▸ Dokumentauszug:
######

Beitragvon Bullenjäger am Mo 21. Mär 2011, 12:13

Finanzminister Georg Unland über zu hohe Gehälter im öffentlichen Dienst, weniger Lehrer und das teure Erbe der Landesbank.

Sachsens Finanzminister Georg Unland (CDU) ist seit 2008 im Amt. Zuvor war er Rektor der Bergakademie Freiberg.

"Herr Unland, Sie haben am Verhandlungstisch den Tariferhöhungen im öffentlichen Dienst zugestimmt. Haben Sie gerade 200 Millionen Euro zu viel in Sachsens Landeskasse?

Bei den insgesamt 200 Millionen Euro Zusatzkosten für dieses und nächstes Jahr wird es nicht bleiben. Weil über die Tarife für Ärzte, Forst- und Bühnenarbeiter sowie die Übernahme für die Beamten noch nicht verhandelt wurde, könnte am Ende eine Belastung von 270 Millionen Euro stehen.

Und, haben Sie so viel Geld bereits im Etat eingeplant?

Wir haben mit weniger gerechnet und müssen nun sehen, wie wir im Haushaltsvollzug diese Lücke schließen. Dabei rechne ich aber nicht mit Sondermaßnahmen wie etwa einer Haushaltssperre.

Der öffentliche Dienst gehört im Osten zu den Spitzenverdienern. Geht das Gehaltsplus trotzdem in Ordnung?

Ich mache mir schon Sorgen. Erstens ist der öffentliche Dienst tatsächlich Lohnführer im Osten, und zweitens ist die Schere zu den anderen Einkommen in der Wirtschaft nun noch weiter auseinandergegangen. Wir müssen aufpassen, dass sich dieser Abstand nicht vergrößert, weil es für die Basis der Bevölkerung sonst immer schwerer wird, die Kosten für den öffentlichen Dienst zu bezahlen.

Das heißt, es könnte auch mal eine Nullrunde für sächsische Staatsdiener geben oder nur noch regionale Tarifverträge?

######

▸ Bereitgestellte Angaben:
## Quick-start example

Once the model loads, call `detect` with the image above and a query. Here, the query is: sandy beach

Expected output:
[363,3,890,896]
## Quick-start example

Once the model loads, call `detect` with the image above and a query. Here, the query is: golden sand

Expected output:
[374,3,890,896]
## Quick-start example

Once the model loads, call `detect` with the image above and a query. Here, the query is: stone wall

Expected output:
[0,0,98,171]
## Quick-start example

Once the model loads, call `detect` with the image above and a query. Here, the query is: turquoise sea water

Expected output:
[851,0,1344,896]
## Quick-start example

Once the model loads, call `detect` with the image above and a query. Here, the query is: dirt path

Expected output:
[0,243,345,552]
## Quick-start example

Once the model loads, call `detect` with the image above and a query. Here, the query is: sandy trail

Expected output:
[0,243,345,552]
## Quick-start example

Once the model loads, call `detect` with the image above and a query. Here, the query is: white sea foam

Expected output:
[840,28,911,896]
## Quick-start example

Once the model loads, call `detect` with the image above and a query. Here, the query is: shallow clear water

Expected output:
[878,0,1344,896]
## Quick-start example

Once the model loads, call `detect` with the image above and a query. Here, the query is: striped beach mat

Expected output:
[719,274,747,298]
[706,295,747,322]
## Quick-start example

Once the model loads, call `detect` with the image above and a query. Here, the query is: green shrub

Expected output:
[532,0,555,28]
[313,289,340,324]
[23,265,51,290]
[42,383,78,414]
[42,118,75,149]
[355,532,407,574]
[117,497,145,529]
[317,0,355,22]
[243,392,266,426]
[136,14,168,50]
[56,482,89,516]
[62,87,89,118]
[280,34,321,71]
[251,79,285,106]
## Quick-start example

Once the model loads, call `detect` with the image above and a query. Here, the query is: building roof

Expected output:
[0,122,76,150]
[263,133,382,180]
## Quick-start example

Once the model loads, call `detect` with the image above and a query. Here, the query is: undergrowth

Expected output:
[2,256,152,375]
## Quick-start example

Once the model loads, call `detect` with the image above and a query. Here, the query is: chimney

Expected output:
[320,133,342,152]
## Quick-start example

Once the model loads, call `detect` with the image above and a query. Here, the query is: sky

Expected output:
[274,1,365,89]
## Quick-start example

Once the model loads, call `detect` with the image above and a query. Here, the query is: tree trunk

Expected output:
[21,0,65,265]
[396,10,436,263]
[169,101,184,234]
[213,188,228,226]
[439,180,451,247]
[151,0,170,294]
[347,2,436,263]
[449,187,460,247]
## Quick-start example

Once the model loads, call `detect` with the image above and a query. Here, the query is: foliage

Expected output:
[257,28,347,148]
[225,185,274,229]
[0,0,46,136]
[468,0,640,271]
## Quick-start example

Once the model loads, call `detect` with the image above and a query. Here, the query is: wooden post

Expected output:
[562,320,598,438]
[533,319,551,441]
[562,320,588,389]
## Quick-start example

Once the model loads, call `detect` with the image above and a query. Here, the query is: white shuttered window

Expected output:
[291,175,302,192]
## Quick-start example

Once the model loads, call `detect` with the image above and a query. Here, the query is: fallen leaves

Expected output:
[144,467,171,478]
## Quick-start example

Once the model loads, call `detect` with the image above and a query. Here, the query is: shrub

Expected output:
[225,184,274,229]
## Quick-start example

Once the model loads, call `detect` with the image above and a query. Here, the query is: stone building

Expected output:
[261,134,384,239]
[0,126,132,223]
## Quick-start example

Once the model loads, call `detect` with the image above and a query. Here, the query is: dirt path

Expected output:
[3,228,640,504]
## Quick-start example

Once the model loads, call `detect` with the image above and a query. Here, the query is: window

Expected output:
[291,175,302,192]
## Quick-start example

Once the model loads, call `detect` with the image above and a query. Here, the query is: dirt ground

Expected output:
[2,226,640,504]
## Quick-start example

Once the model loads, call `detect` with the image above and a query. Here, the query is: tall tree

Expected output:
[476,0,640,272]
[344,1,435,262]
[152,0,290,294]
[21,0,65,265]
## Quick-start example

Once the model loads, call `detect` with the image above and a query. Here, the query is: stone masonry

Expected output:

######

▸ Zu bearbeitende Aufgaben:
A: Geben Sie den Abschnitt des Dokumentauszugs von „Wir haben mit“ bis einschließlich „trotzdem in Ordnung?“ wortgetreu aus.
B: Welche Position hatte Georg Unland laut dem Dokumentauszug inne, bevor er sächsischer Finanzminister wurde?
Die Einträge werden für die Bearbeitung nicht benötigt.

▸ Lösungen der Aufgaben:
A:
Wir haben mit weniger gerechnet und müssen nun sehen, wie wir im Haushaltsvollzug diese Lücke schließen. Dabei rechne ich aber nicht mit Sondermaßnahmen wie etwa einer Haushaltssperre.

Der öffentliche Dienst gehört im Osten zu den Spitzenverdienern. Geht das Gehaltsplus trotzdem in Ordnung?

B: Er war Rektor der Bergakademie Freiberg.